*STATED TASK*
Rewrite the data below as a numbered list with no blank lines, and leave the pictures out.

(Entries taken from a dataset)
▽
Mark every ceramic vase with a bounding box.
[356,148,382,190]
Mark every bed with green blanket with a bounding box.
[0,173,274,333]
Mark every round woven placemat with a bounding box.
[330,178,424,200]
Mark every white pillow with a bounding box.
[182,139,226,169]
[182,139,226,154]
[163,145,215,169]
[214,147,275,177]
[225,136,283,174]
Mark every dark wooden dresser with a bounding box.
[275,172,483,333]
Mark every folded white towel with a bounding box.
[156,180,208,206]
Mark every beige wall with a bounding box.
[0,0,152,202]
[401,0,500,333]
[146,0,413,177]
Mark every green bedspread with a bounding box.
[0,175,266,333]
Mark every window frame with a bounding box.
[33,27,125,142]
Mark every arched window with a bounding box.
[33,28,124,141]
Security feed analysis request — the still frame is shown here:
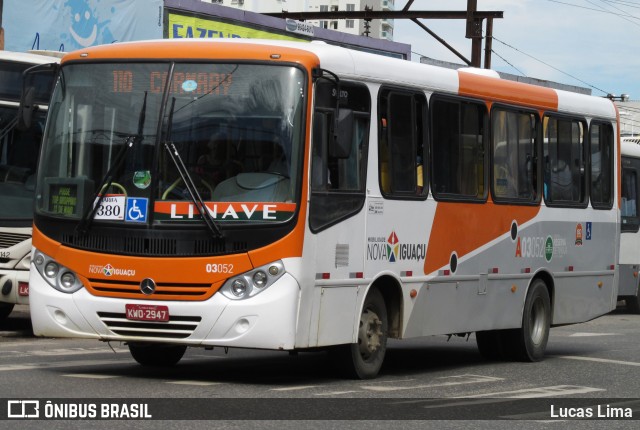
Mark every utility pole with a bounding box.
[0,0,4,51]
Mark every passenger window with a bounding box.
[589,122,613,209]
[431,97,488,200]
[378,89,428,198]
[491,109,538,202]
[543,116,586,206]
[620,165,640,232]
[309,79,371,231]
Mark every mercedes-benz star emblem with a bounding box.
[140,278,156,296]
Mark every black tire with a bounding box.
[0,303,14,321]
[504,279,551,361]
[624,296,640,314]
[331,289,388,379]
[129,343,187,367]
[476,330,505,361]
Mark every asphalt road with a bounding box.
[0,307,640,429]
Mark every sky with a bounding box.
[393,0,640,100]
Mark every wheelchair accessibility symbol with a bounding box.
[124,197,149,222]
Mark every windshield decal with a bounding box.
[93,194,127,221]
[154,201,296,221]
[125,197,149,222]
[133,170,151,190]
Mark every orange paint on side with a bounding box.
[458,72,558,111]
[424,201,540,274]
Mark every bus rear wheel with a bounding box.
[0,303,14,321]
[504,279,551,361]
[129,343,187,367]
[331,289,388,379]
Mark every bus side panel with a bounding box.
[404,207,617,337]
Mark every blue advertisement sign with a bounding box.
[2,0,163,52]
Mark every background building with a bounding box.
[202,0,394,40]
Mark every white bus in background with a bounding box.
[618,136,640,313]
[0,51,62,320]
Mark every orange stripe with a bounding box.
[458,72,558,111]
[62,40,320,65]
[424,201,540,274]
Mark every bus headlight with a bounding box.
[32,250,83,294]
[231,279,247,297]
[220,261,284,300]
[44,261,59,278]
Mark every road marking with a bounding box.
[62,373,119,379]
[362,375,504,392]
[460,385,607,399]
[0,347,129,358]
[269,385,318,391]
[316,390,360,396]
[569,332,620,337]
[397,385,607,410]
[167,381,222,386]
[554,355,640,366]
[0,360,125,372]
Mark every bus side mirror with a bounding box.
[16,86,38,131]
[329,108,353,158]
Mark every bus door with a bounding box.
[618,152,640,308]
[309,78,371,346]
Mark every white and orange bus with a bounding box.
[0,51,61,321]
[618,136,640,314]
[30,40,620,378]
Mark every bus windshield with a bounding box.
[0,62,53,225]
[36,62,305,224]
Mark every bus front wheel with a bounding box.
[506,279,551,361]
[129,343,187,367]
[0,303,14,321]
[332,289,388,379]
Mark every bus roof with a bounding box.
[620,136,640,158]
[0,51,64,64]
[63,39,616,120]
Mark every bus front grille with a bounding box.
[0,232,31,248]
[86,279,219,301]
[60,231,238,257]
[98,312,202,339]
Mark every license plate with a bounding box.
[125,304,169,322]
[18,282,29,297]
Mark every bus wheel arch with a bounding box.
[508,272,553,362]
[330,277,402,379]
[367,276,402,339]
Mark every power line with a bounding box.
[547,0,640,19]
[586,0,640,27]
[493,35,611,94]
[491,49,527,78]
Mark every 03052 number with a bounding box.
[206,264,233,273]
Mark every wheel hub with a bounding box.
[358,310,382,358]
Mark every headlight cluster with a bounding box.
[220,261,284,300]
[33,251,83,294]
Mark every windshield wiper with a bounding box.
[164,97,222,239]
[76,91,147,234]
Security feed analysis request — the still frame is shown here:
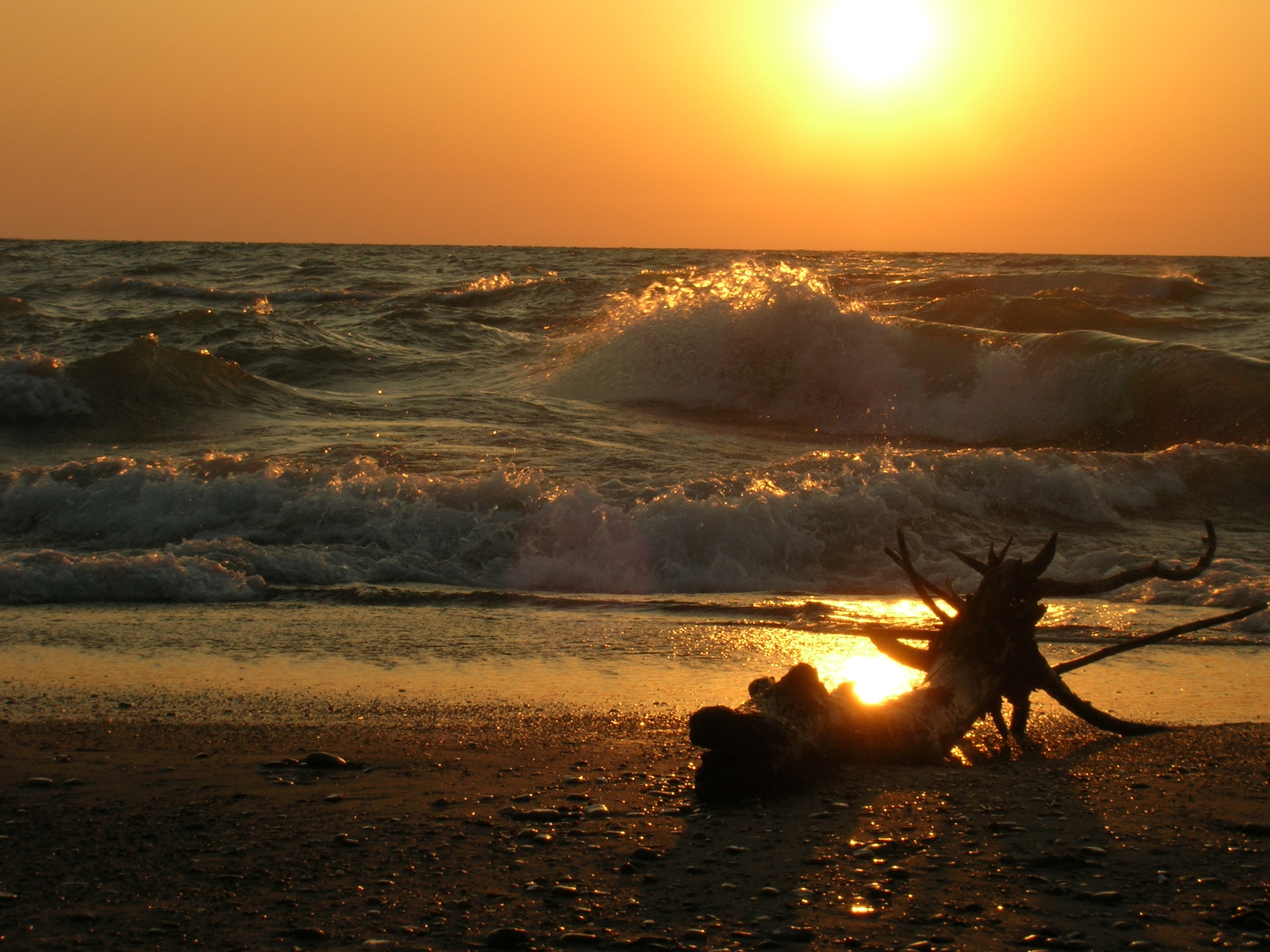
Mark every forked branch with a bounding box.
△
*FULL SOLUTION*
1. Mark every ceramic vase with a bounding box.
2. [356,148,382,190]
3. Mark every bed with green blanket with a bounding box.
4. [0,173,274,333]
5. Mark every round woven placemat with a bounding box.
6. [330,178,424,200]
7. Mark every white pillow with a bounding box.
8. [182,139,226,169]
9. [182,139,226,154]
10. [163,145,215,169]
11. [214,147,275,177]
12. [225,136,283,174]
13. Mark every dark wooden dresser with a bounding box.
14. [275,172,483,333]
15. Mark every folded white towel with a bounding box.
16. [156,180,208,206]
17. Mark every beige wall with a bounding box.
18. [0,0,152,202]
19. [401,0,500,333]
20. [146,0,413,177]
21. Mark every green bedspread with a bounding box.
22. [0,175,266,333]
23. Mark every window frame with a bounding box.
24. [33,27,125,142]
25. Mark every arched window with a bounding box.
26. [33,28,124,141]
27. Security feed analysis request — the still frame is shown here:
28. Mark every utility pole with a bounding box.
29. [0,0,4,51]
30. Mark every passenger window with a bounding box.
31. [589,122,613,209]
32. [431,97,488,200]
33. [378,89,428,198]
34. [491,109,538,202]
35. [543,116,586,206]
36. [620,165,640,232]
37. [309,79,371,231]
38. Mark every mercedes-benz star emblem with a bounding box.
39. [140,278,156,296]
40. Mark every black tire with a bounding box.
41. [0,303,14,321]
42. [504,279,551,361]
43. [624,296,640,314]
44. [331,289,388,379]
45. [129,343,187,367]
46. [476,330,505,361]
47. Mark every asphalt road with a bounding box.
48. [0,307,640,429]
49. Mark every sky with a bounding box.
50. [393,0,640,100]
51. Mark every wheelchair accessibility symbol with a bounding box.
52. [124,197,149,222]
53. Mark every windshield decal with a bounding box.
54. [93,194,127,221]
55. [154,201,296,221]
56. [125,197,149,222]
57. [133,170,151,190]
58. Mark every orange paint on side with a bounding box.
59. [458,72,558,111]
60. [424,201,540,274]
61. Mark every bus rear wheel with a bounding box.
62. [0,303,14,321]
63. [504,279,551,361]
64. [129,343,187,367]
65. [331,289,388,379]
66. Mark every bus side panel with a bounding box.
67. [404,207,617,337]
68. Mark every blue advertisement sign with a bounding box.
69. [2,0,163,52]
70. Mark every background building with a bounding box.
71. [202,0,394,40]
72. Mark every white bus in background with a bounding box.
73. [618,136,640,313]
74. [0,51,62,320]
75. Mark every orange stripe with a bounding box.
76. [458,72,558,111]
77. [62,40,320,65]
78. [424,201,540,274]
79. Mark every bus headlight with a bounding box.
80. [32,250,83,294]
81. [231,279,247,297]
82. [220,261,284,300]
83. [44,261,59,278]
84. Mark every road marking with a bounding box.
85. [62,373,119,379]
86. [362,375,504,392]
87. [460,385,607,399]
88. [0,347,129,358]
89. [269,385,318,391]
90. [316,390,360,396]
91. [569,332,620,337]
92. [397,385,607,410]
93. [167,381,222,386]
94. [554,355,640,366]
95. [0,360,125,372]
96. Mark every bus side mirror with a bounding box.
97. [16,86,38,131]
98. [329,108,353,158]
99. Mark every bus door with a bounding box.
100. [618,152,640,308]
101. [309,78,371,346]
102. Mark every white and orange bus with a bounding box.
103. [0,51,61,321]
104. [618,136,640,314]
105. [30,40,620,378]
106. Mark every bus windshield with a bounding box.
107. [0,62,53,225]
108. [36,62,305,224]
109. Mark every bus front wheel with a bounding box.
110. [506,279,551,361]
111. [129,343,187,367]
112. [0,303,14,321]
113. [332,289,388,379]
114. Mark every bus roof with a bounding box.
115. [620,136,640,158]
116. [0,51,64,64]
117. [63,39,616,120]
118. Mark every bus front grille with a bounding box.
119. [0,232,31,248]
120. [86,279,219,301]
121. [60,231,238,257]
122. [98,312,202,339]
123. Mark every license plate with a bounding box.
124. [125,304,169,322]
125. [18,282,29,297]
126. Mark every bus wheel arch with a bounding box.
127. [508,272,553,362]
128. [330,277,402,379]
129. [367,276,402,339]
130. Mark every power line with a bounding box.
131. [547,0,640,19]
132. [586,0,640,27]
133. [493,35,611,94]
134. [491,49,527,78]
135. Mark every 03052 number with a bounding box.
136. [206,264,233,273]
137. Mark every wheel hub with a bounding box.
138. [358,310,382,358]
139. Mark every headlight cluster with a bounding box.
140. [220,261,284,300]
141. [33,251,83,294]
142. Mark every windshield wiper with a bounding box.
143. [164,97,222,239]
144. [76,91,147,234]
145. Security feed analysis request — the still frame is shown here:
146. Mark every forked branch with a bounding box.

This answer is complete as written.